Given text:
Once the trailer was at the RV repair facility, we learned that the axle would indeed need to be replaced and that the rear axle might also need alignment — and that we should get four new tires. But the worst news — and potentially devastating news — was that the shop found a crack in the trailer’s frame… one that could cause the trailer to split apart on the road if not repaired (though they had no idea how to repair it.). We discovered our frame has a three-year warranty and so we sought out a repair under the warranty — or at the very least the guidelines for repairing the frame, if possible. After much back-and-forth and at first denying the claim, both the frame manufacturer (Norco) and the trailer manufacturer (Keystone) came through in paying for both the parts and labor for fixing the frame.
In all, we had to put a halt to our adventures for three+ weeks, canceling a few of the places we had planned to visit, and moving our stuff from one hotel to another — until we found an amazing temporary home in a TownSuites by Marriott in Lawrenceville. We love the staff and so appreciate that they worked with us to get a good nightly rate.
The obvious upside from this experience is that the trailer is now safer than it ever has been… and after having some serious doubts that we were going to be able to finish the 48-state adventure, we now know we can and will. The other upside is the time spent “stuck” in the crazy traffic of the Atlanta area allowed us to spend more time exploring the area — and more time with Ran’s brothers. In the end, we spent about $2,500 at the RV dealership for repairs and almost the same for our stay at the Townplace Suites… so a $5,000+ investment in the local community.
A few days after the accident, we met up with Wes at Chateau Elan for a little wine-tasting and counseling. The winery, located in Braselton (about 40 miles north of Atlanta), is part of a massive complex — including a resort and spa, golf and tennis, as well as a high-end residential community. The winery is located in the chateau and while the three of us thoroughly enjoyed the tasting, it was also the most expensive tasting outside of Napa — about $40 per person for the premium selection, which includes six+ pours from their entire wine list (including limited release Fingerprint Collection, sparkling wines, and ports). As you might expect, many of the wines are produced from grapes from outside of Georgia, though they do have a vineyard planted with Muscadine grapes. All three of us focused on a variety of their reds (including a number of tasty blends)… In the end, we decided that the wines were fine, but not worth the prices. Still do not know how the winery gets away with such a high tasting fee.
The next day, we decided to explore more of the area — and more natural settings — with a trip to Athens and the State Botanical Garden of Georgia, a 313-acre park south of Athens founded in 1968 and which borders the Middle Oconee River.
Given its location in Athens, it is no surprise that the gardens are a public educational facility operated under the auspices of the University of Georgia. It is a “living laboratory” for university students and faculty who utilize the collections and natural plant communities for studies in a variety of disciplines. The Garden is also a public garden for enjoyment by the general public who find beauty, knowledge, and solitude in a garden setting. In total, there are seven color-designated trails at the State Botanical Garden: Red, Blue, Green, Brown, Yellow, Orange, and White.
We attempted to hike the White Trail, which travels along the river toward the end of the trail. After a bit of a shaky start, we found the trailhead near one of the parking lots near the visitor center (where there is new construction taking place) and completed a 4.2-mile loop. AllTrails lists the trail as easy, but for its length and multiple travels up and down hills and between steep stream valleys, we would rate it as a moderate hike. It was along this trail that we started seeing daffodils blooming.

Photo object pointing items:
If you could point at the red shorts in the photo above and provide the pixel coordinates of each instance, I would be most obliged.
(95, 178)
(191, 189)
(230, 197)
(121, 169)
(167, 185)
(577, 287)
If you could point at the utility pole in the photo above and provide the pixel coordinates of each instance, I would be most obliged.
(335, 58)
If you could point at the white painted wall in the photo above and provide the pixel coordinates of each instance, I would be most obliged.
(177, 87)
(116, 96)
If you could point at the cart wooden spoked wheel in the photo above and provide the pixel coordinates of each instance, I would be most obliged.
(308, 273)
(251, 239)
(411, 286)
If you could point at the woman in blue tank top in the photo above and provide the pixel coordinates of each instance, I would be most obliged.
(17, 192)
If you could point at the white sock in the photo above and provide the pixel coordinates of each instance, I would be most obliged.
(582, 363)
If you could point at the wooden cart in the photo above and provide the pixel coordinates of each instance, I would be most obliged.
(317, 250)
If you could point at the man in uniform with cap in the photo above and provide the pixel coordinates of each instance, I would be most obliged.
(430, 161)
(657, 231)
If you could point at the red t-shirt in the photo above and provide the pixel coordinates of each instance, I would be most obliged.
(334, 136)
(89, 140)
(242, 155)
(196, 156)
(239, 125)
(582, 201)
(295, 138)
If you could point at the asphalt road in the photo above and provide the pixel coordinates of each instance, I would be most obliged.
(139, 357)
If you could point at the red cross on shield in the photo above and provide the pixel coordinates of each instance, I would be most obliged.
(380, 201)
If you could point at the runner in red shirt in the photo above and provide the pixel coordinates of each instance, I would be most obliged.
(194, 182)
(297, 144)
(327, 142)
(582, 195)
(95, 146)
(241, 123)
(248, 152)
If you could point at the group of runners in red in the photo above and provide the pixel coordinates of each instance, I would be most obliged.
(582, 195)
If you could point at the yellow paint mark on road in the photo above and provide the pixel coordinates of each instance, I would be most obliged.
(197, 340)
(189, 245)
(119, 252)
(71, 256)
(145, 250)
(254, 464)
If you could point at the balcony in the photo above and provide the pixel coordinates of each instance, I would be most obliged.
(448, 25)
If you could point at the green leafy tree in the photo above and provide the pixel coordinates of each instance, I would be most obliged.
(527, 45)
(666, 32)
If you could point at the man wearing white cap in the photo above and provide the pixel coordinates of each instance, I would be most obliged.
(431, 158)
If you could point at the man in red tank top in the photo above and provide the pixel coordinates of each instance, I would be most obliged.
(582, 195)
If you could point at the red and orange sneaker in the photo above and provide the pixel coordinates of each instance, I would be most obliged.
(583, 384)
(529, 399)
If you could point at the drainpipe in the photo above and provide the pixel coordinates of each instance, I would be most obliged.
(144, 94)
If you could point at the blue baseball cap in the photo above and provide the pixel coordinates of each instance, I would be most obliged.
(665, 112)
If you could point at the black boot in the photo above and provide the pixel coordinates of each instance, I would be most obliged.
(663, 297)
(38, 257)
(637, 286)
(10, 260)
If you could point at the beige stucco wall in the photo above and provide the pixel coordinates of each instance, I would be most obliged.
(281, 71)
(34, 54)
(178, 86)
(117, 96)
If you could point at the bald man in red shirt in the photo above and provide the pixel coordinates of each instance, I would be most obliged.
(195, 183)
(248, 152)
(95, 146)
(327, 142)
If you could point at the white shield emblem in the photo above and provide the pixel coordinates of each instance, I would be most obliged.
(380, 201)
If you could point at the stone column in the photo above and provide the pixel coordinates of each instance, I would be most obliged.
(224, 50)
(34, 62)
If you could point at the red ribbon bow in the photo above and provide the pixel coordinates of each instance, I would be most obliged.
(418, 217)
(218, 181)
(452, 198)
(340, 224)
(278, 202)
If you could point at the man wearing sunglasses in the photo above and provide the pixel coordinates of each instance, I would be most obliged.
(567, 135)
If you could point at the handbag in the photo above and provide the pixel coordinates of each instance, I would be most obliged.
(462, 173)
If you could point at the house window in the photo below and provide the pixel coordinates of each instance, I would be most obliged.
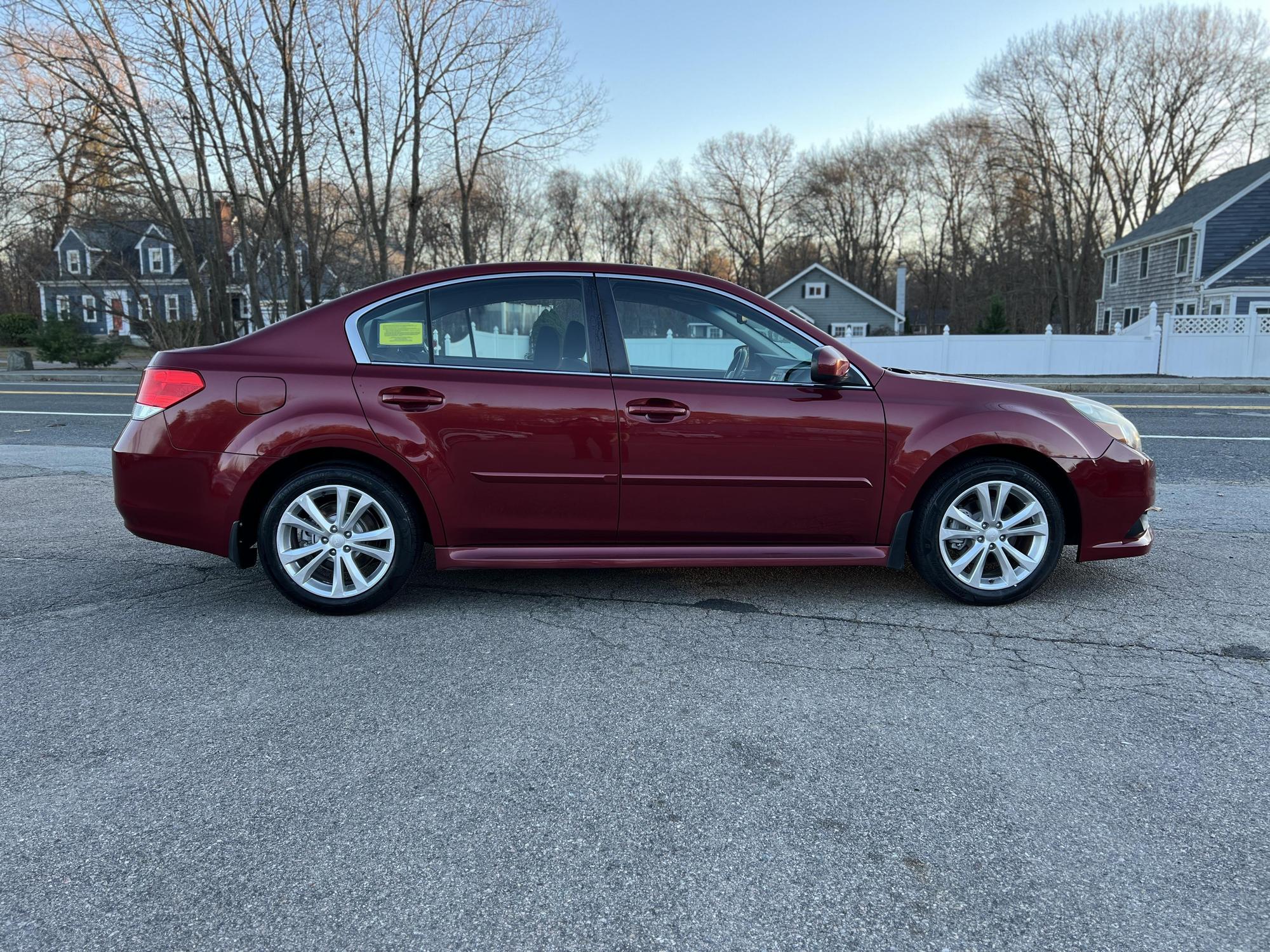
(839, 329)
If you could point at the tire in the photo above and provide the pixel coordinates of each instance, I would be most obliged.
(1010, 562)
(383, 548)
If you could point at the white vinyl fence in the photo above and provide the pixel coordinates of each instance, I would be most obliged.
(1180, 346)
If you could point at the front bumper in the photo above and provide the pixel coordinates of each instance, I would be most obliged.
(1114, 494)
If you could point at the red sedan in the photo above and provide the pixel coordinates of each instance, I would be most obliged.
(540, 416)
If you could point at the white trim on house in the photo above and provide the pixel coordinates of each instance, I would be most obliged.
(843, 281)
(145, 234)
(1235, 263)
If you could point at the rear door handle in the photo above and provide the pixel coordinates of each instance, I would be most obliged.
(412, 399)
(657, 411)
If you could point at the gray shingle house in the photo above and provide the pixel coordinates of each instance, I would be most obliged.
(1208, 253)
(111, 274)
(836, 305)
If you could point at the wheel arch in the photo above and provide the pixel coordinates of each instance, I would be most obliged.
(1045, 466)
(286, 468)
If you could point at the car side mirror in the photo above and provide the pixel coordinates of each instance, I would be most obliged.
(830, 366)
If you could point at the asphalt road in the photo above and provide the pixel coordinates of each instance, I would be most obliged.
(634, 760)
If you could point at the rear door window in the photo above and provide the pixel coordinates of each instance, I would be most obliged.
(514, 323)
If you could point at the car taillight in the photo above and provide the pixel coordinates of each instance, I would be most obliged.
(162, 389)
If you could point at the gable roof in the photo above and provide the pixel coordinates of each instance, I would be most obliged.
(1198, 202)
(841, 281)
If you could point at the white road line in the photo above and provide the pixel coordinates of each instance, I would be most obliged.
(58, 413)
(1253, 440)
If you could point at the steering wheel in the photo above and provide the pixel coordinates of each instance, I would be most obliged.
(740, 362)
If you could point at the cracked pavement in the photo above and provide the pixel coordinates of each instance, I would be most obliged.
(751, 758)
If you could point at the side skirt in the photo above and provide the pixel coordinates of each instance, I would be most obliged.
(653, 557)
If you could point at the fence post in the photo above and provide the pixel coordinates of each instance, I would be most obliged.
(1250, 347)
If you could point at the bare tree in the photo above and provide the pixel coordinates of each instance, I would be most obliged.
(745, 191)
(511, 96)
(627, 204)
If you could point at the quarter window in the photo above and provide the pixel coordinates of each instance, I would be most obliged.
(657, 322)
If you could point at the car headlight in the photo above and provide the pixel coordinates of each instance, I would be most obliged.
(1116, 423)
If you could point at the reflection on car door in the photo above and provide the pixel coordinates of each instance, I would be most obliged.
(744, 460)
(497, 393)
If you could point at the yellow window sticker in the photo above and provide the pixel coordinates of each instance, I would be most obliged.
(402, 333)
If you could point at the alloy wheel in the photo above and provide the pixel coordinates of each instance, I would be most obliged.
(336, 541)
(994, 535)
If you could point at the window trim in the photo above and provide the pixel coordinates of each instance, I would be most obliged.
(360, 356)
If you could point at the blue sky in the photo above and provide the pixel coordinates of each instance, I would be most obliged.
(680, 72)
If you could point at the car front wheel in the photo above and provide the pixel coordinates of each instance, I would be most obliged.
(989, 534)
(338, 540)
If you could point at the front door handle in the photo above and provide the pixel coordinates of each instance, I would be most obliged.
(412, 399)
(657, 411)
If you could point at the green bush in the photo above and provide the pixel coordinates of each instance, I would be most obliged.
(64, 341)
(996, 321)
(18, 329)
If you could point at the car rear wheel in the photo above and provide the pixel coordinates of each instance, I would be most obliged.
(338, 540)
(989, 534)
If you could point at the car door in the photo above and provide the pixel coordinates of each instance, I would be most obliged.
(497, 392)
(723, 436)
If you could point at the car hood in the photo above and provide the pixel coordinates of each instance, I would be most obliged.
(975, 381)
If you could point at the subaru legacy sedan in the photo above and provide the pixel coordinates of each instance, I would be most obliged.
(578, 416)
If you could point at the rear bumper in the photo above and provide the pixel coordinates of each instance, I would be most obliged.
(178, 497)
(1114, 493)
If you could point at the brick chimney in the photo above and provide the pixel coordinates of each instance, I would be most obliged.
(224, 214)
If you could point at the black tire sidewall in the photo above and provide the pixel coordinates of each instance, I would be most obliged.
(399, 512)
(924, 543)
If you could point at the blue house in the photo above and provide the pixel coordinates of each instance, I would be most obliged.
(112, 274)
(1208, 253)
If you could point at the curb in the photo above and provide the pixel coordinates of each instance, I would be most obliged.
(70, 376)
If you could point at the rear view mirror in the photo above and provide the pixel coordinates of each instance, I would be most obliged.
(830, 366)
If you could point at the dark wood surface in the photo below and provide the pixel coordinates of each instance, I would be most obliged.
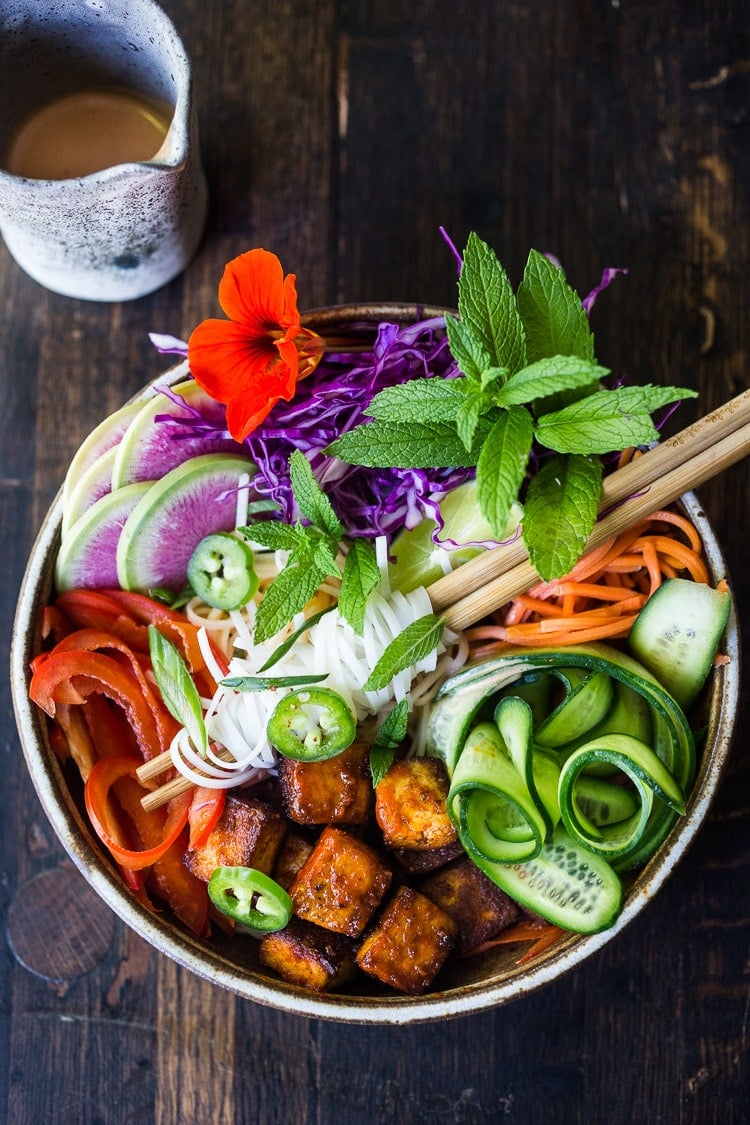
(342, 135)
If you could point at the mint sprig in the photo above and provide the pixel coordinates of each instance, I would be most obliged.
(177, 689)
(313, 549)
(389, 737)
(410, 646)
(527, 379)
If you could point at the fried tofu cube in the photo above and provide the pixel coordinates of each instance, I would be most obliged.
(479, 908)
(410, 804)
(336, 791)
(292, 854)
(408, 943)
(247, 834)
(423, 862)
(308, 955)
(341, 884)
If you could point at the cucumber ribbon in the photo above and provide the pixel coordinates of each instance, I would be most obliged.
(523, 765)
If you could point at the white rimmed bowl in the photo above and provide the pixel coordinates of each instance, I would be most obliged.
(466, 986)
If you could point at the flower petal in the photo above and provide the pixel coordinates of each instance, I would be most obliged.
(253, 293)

List of tasks:
A - For each statement, say whether the road-trip text supports it (yes or no), and quote the words from the text that decide it: (i) The trailer's frame came with a three-year warranty. (ii) The State Botanical Garden of Georgia has five color-designated trails. (iii) AllTrails rates the White Trail as a moderate hike.
B - Carry on the road-trip text from the point where it stops.
The items are not needed here.

The responses:
A -
(i) Yes: "We discovered our frame has a three-year warranty"
(ii) No: "In total, there are seven color-designated trails at the State Botanical Garden"
(iii) No: "AllTrails lists the trail as easy"

B -
Amazingly, the next day the temperatures dropped and it snowed!
You have to remember in Atlanta, even just a few inches brings both excitement and fear… some folks run out to make tiny little snowmen while others totally freak out while driving in it.
We sat in our suite in the Townplace Suites in Lawrenceville and watched the massive flakes fall — as can be seen in the pictures. And speaking of our hotel, we have to again express our gratitude for the hotel working with us on the price — and for the excellent customer service we received from the entire staff. We also have to admit that we loved the exercise space in the hotel — which includes free weights, exercise balls, several treadmills, an elliptical machine and a stationary bike.
Looking for things to do inside in the area led us to the North Atlanta Home Show at the nearby Infinite Energy Center in nearby Duluth.
The home show was a win for many reasons. First, we were looking for ideas for our future home. Second, we were looking forward to people-watching and experiencing a trade show together for the first time. Third, it got us walking and moving in a climate-controlled environment rather than in the snow!
We had a blast walking around all the booths and talking with a number of experts on topics such as flooring, cabinets, windows, drawer inserts, garage floor coatings, hummingbird feeders, and massage chairs. There were also quite a few gutter and roofing and window replacement folks we quietly ignored. The show had just about every type of home-related product and service — showcased with inspiring displays. There were also several informative presentations from renowned home professionals.
Finding Live Music
Later that day, seeking a little nightlife, we found a concert right down the street from our hotel in Lawrenceville. We did a search on Google for “concerts near me” and up popped a concert for two musicians: Brytly and Logan Pilcher.
The setting in Cornerstone Coworking was intimate — and perfect for this beautiful and powerful concert.
Logan started the concert, performing a mix of songs. Logan grew up in a musical family, but really took to writing his own songs and music after high school. He’s from Nashville, but now lives in Florida — but travels the southeast on weekends performing shows. From his website: “His organic, layered tones and finger-style acoustic picking both tranquilize and wake the spirit. His lyrics tell a story of unapologetic love.”
Brytly finished the concert with a set of mostly original songs and one cover. We loved her silky voice and beautiful personality. Brytly (real name Codi Lester) is a South Carolina native who moved to the Atlanta area a few years back (after college) to work on her music career. She has been described as having “a unique mixture of modern pop and traditional southern sounds” and her songs are deeply personal.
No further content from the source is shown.